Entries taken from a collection
....................
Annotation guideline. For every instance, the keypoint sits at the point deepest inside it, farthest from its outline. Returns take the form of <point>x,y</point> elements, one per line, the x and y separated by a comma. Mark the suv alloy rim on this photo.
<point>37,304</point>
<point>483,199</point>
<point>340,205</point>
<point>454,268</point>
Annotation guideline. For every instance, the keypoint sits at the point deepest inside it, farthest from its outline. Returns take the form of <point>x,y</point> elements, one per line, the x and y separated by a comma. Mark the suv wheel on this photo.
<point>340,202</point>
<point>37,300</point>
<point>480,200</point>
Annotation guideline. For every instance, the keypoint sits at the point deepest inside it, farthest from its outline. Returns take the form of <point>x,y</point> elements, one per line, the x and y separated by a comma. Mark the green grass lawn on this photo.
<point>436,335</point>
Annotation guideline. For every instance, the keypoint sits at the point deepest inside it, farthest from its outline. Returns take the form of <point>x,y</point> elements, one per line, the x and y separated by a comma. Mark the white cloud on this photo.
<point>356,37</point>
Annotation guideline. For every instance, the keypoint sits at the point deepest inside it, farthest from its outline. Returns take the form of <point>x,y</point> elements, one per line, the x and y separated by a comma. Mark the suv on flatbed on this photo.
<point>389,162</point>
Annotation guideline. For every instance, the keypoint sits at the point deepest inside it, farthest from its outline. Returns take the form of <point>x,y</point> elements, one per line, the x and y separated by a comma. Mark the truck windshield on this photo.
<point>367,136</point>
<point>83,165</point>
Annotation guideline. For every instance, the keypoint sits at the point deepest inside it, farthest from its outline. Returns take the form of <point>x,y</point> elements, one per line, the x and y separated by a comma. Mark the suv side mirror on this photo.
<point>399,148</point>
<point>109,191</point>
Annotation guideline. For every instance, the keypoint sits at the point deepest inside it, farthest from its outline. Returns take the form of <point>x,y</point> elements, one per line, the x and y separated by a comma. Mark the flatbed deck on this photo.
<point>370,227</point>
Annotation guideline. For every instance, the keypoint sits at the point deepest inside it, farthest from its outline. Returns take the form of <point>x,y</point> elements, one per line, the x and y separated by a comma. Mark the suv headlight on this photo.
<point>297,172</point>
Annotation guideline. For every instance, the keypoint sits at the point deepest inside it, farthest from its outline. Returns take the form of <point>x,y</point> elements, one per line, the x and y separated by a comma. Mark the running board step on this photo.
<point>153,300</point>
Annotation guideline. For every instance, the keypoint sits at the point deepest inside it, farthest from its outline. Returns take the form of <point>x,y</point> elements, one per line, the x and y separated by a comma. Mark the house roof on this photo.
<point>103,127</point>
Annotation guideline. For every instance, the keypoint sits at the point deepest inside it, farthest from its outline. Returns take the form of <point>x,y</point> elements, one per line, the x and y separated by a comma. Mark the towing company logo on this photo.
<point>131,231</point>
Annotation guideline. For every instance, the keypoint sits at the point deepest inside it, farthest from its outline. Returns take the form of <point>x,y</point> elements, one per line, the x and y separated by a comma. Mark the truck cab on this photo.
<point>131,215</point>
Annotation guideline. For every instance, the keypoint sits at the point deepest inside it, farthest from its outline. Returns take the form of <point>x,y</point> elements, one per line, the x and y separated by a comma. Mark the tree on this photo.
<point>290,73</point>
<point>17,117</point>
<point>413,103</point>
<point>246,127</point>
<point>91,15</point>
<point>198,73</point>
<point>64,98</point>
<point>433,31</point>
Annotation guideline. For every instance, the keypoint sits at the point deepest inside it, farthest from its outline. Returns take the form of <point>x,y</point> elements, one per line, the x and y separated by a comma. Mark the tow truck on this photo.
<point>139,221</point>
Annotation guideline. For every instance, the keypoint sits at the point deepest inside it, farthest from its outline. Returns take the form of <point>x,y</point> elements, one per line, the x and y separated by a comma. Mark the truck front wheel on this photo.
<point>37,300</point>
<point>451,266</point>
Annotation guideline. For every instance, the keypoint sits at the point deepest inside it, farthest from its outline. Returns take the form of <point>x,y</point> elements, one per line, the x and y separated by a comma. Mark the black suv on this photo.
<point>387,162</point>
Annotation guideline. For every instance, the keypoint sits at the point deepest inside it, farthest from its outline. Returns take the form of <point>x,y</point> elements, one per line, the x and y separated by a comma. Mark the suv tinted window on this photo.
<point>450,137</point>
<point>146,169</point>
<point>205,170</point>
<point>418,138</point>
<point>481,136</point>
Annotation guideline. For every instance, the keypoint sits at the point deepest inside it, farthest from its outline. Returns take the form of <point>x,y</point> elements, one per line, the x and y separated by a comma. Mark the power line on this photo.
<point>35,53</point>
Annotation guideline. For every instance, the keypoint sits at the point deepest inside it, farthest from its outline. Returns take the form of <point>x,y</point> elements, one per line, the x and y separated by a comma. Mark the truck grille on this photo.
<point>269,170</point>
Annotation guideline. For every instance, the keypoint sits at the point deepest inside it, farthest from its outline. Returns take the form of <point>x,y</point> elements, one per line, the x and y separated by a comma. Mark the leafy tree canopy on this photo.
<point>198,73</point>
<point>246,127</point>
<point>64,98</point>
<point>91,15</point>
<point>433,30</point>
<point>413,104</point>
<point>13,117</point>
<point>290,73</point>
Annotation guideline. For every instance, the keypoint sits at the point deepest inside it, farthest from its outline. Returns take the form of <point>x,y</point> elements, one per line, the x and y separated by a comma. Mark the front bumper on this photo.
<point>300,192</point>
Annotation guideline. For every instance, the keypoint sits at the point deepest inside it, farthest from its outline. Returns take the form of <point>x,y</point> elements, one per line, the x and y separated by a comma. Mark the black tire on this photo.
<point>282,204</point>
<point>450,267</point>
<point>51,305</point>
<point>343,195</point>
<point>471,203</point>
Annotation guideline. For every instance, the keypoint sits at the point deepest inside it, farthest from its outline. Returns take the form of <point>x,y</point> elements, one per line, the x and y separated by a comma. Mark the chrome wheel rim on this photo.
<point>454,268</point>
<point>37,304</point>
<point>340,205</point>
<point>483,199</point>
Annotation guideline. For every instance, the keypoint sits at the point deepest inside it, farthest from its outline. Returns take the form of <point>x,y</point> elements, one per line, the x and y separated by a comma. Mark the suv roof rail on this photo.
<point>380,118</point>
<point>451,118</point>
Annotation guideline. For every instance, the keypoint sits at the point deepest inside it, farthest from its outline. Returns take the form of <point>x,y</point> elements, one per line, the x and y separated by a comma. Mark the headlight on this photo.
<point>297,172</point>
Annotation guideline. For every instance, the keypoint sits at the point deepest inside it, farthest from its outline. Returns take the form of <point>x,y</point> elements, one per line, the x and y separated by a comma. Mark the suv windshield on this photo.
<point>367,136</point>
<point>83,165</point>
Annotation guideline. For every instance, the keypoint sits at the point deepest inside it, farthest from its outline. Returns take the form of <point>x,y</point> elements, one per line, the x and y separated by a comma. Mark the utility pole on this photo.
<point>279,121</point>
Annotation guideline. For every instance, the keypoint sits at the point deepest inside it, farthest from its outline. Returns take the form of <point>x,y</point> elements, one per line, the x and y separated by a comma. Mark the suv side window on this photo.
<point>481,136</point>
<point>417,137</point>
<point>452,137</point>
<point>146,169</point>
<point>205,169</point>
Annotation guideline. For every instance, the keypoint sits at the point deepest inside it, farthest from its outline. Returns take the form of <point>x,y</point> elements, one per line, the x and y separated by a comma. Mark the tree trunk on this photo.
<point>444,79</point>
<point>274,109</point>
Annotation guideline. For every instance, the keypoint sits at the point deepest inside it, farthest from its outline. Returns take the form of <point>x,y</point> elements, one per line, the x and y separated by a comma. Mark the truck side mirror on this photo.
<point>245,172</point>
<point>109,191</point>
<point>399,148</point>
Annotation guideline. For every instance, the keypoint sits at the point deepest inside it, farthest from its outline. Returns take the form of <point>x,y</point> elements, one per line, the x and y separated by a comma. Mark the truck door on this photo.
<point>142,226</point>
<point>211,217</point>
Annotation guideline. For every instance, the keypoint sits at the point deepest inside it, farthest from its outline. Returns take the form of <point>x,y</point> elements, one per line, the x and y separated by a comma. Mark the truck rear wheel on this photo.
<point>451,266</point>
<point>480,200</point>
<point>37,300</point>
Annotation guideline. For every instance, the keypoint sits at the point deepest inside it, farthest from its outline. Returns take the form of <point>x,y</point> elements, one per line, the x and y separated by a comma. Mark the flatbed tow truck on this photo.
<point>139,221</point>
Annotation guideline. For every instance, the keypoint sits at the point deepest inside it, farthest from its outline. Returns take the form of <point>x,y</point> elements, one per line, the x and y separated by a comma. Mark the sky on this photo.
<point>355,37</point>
....................
- Your instructions: Write out word for word every line from the one containing "door on this photo." through the last line of the data, and no other line.

- Written answer:
Annotation guideline. For every instance, the keypoint sits at the point deepest inside it, farthest from its outline. Returns take the form of <point>x,y</point> elements, one per line, the x and y separated by a comma. Mark the truck door on this photo.
<point>142,226</point>
<point>211,217</point>
Annotation guideline. For every instance, the keypoint sits at the point deepest inside it, farthest from its outline. Returns take the form of <point>x,y</point> elements, one per line, the x and y separated by a comma. Mark the truck rear wheel on this photo.
<point>451,266</point>
<point>480,200</point>
<point>37,300</point>
Annotation guideline. For every instance, the keypoint sits at the point deepest inside it, farthest from its outline. Returns take the form of <point>x,y</point> elements, one per line, the x and y separated by a comma. Mark the flatbed tow truck on this photo.
<point>139,221</point>
Annotation guideline. For every instance, the keypoint sits at the point deepest inside it, farthest from its outline. Returns take the form of <point>x,y</point> elements, one per line, the x and y separated by a comma. Mark the sky on this photo.
<point>355,37</point>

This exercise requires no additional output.